Object point labels
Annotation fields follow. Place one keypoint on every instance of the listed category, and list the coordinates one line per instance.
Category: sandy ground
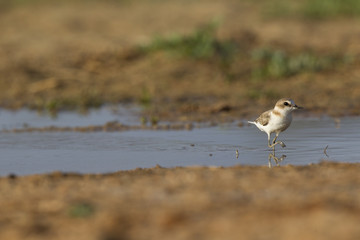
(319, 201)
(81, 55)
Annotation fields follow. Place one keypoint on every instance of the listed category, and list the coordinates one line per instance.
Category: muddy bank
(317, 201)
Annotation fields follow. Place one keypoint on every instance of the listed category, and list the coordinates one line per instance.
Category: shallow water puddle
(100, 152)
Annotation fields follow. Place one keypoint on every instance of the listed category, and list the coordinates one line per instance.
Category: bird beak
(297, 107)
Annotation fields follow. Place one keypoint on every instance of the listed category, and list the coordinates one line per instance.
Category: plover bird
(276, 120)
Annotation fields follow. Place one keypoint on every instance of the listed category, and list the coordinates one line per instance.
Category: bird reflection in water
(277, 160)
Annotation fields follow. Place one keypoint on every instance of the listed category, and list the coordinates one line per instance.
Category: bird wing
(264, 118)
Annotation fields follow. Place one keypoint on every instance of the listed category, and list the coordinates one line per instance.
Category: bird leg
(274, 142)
--
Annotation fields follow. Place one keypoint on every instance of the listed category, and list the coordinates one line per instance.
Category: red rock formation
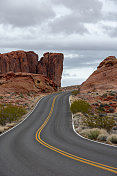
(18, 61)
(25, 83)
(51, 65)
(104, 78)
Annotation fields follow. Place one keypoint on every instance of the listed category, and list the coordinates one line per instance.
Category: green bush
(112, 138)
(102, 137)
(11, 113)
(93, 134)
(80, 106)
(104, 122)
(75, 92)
---
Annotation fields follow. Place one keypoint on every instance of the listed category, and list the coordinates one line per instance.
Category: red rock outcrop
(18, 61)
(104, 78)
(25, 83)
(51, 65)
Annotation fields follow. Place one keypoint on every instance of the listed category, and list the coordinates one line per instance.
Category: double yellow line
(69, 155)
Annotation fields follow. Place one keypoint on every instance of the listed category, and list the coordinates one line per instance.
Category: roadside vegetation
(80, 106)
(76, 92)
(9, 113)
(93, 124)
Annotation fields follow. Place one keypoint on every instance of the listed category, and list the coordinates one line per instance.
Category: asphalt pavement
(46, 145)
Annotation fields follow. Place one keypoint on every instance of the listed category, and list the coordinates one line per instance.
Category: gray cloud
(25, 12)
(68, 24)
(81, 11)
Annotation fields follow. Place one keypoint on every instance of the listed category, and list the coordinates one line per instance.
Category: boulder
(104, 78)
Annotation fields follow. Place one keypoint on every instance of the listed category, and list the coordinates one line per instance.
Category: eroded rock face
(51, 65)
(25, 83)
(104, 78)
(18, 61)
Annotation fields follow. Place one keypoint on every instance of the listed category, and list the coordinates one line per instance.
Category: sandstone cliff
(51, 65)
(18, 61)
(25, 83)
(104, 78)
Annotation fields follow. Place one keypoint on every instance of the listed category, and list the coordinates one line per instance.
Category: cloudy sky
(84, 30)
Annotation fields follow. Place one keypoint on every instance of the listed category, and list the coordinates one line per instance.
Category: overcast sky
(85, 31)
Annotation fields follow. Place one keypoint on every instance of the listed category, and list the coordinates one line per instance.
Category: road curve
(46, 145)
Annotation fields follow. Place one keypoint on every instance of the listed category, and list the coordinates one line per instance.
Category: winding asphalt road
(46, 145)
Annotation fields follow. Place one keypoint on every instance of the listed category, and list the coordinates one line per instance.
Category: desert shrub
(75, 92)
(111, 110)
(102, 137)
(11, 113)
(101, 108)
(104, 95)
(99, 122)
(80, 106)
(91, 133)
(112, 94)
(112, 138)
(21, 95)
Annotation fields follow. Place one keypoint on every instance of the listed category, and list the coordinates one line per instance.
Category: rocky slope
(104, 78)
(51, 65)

TASK PROMPT ▸ Which lines of the listing contain the word "asphalt"? Return each of them.

EXERCISE SOLUTION ▸
Category: asphalt pavement
Category: winding asphalt road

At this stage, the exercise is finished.